- Referring expression pointing data
☆ ☆ ☆ ☆ ☆
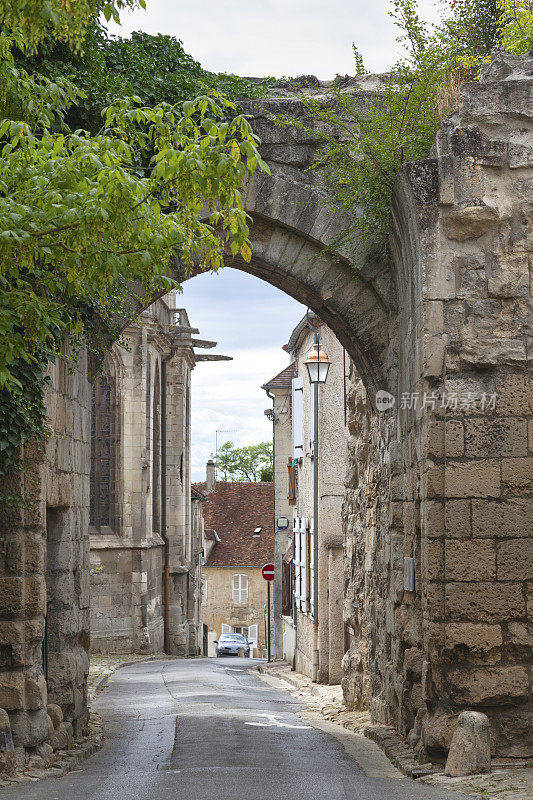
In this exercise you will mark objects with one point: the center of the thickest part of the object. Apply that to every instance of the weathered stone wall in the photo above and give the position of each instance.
(44, 567)
(446, 478)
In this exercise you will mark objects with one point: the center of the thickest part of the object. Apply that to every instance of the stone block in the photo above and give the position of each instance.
(11, 644)
(472, 638)
(29, 728)
(412, 664)
(433, 519)
(437, 732)
(469, 752)
(515, 395)
(483, 602)
(469, 222)
(8, 759)
(35, 692)
(472, 560)
(511, 518)
(35, 595)
(473, 479)
(11, 597)
(515, 559)
(517, 473)
(432, 559)
(12, 690)
(455, 438)
(508, 276)
(457, 519)
(487, 686)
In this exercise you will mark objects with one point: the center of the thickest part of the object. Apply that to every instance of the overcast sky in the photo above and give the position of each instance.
(276, 37)
(250, 319)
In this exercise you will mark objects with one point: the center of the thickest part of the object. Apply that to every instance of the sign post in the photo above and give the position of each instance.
(268, 574)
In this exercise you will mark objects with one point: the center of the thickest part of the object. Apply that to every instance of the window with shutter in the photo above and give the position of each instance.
(303, 564)
(240, 589)
(296, 560)
(104, 445)
(297, 417)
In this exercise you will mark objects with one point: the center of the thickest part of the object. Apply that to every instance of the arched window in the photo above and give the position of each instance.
(240, 589)
(104, 439)
(156, 454)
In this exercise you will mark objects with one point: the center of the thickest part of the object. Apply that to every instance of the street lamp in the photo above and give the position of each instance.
(318, 364)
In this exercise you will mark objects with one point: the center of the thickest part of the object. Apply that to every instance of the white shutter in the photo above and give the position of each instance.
(240, 589)
(303, 564)
(252, 637)
(297, 417)
(312, 564)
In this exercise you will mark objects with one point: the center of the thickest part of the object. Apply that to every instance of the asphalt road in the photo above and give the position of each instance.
(207, 729)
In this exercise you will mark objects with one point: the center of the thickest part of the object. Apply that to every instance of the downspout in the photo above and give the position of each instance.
(166, 558)
(279, 577)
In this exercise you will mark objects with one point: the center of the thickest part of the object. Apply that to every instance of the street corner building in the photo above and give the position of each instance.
(309, 634)
(438, 505)
(238, 541)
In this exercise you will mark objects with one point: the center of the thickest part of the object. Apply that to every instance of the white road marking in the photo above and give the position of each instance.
(275, 723)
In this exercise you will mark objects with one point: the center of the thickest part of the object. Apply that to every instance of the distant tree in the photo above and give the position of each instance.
(250, 464)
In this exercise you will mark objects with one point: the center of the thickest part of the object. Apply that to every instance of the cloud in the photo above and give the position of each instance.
(276, 37)
(250, 320)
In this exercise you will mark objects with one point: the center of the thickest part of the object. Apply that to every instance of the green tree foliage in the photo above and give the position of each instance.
(85, 217)
(30, 22)
(248, 464)
(366, 142)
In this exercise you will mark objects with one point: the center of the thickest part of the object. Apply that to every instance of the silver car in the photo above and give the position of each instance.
(229, 644)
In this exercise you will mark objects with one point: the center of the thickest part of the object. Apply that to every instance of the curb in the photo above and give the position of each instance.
(65, 760)
(386, 737)
(399, 753)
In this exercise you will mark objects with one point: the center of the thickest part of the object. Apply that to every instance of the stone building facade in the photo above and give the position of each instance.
(237, 543)
(141, 406)
(314, 644)
(439, 493)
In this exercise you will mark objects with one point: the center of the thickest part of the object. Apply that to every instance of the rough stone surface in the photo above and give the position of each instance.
(447, 321)
(470, 747)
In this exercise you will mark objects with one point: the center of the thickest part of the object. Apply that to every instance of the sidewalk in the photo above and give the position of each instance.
(510, 779)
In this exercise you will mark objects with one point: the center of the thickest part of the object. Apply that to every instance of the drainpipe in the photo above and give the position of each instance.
(316, 526)
(166, 560)
(279, 577)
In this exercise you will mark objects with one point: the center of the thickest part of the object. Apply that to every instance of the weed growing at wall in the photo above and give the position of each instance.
(85, 216)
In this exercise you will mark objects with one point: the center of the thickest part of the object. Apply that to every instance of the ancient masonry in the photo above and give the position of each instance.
(438, 509)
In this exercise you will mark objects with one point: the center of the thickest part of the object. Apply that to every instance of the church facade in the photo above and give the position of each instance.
(145, 537)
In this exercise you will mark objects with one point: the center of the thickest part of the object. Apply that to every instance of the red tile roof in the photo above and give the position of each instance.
(234, 510)
(283, 379)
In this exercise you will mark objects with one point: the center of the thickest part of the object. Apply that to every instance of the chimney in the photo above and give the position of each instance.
(210, 481)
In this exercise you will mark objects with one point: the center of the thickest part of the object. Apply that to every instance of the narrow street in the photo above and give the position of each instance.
(205, 728)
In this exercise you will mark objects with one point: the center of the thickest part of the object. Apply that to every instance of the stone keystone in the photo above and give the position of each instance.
(470, 747)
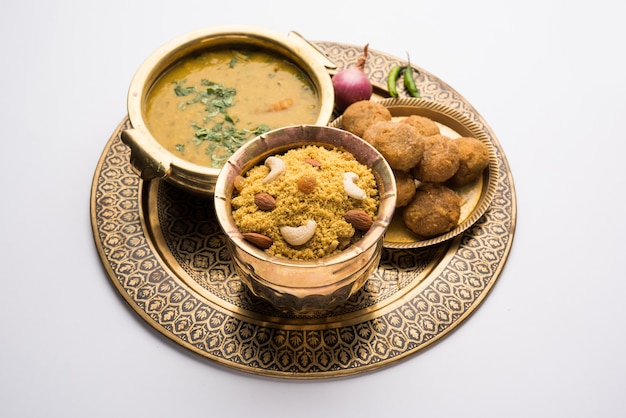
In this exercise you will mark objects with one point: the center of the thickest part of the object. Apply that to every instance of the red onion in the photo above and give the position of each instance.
(352, 85)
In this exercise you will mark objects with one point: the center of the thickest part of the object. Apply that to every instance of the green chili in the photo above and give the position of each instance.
(392, 79)
(409, 81)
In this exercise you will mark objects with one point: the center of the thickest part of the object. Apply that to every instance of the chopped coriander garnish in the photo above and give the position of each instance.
(218, 126)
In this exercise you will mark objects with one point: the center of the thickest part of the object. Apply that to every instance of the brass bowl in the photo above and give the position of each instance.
(312, 286)
(149, 158)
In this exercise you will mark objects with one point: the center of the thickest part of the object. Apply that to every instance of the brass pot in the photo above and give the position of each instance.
(312, 286)
(149, 159)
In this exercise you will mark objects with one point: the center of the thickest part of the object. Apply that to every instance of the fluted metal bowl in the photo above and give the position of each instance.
(149, 158)
(313, 286)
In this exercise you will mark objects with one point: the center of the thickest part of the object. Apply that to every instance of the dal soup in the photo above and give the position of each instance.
(206, 106)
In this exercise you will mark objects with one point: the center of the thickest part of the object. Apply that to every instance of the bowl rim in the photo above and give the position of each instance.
(224, 188)
(292, 46)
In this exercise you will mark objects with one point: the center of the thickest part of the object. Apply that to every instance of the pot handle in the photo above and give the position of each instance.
(147, 165)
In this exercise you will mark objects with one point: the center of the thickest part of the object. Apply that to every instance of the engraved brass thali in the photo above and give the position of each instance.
(166, 255)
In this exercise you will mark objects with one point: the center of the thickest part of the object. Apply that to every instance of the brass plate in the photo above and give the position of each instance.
(475, 197)
(164, 252)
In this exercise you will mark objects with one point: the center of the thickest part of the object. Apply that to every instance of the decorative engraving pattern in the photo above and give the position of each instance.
(168, 259)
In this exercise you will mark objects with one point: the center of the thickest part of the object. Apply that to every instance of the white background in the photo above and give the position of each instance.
(548, 77)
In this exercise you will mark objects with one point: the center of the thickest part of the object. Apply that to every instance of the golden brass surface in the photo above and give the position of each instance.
(324, 283)
(476, 197)
(165, 254)
(149, 159)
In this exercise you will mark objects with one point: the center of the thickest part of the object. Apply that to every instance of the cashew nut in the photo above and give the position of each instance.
(277, 168)
(349, 184)
(298, 235)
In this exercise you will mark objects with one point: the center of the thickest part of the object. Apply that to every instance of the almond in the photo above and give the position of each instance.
(264, 201)
(307, 183)
(258, 240)
(358, 219)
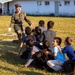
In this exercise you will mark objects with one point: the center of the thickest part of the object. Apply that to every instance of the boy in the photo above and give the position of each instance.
(29, 36)
(59, 58)
(68, 49)
(49, 34)
(34, 49)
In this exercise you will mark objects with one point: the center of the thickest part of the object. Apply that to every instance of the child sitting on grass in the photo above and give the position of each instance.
(28, 36)
(68, 49)
(59, 58)
(34, 49)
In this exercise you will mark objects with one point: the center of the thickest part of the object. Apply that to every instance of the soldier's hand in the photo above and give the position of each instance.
(9, 29)
(32, 26)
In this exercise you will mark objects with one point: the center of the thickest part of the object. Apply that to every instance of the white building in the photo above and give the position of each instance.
(43, 7)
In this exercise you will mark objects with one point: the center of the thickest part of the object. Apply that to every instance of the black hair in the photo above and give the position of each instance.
(38, 30)
(41, 23)
(50, 24)
(46, 44)
(28, 30)
(58, 40)
(30, 42)
(68, 40)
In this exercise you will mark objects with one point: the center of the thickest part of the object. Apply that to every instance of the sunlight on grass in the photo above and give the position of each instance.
(10, 64)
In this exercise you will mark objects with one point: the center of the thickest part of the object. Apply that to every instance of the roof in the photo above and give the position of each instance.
(4, 1)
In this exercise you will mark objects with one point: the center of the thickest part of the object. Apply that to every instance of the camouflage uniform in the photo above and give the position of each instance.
☆ ☆ ☆ ☆ ☆
- ACTIVITY
In the answer, please give only the lines from the line containing "of the sunlight" through the final line of the data, copied exactly.

- SOLUTION TO THE EXERCISE
In this exercise you will mark objects with one point: the center of the thickest part of the object. Apply that to every instance of the sunlight on grass in the photo above and give the position of each instance.
(10, 64)
In this exercise you will mark objects with one point: the center of the thickest part of the object. Apply that to every instance of the roof in the photo above and give the position of each instance.
(4, 1)
In this exercise you will mark objects with one point: the center of the thickest part of the object. Apply that to every instance of the camouflage uniform in the photo above and give the position of each instance.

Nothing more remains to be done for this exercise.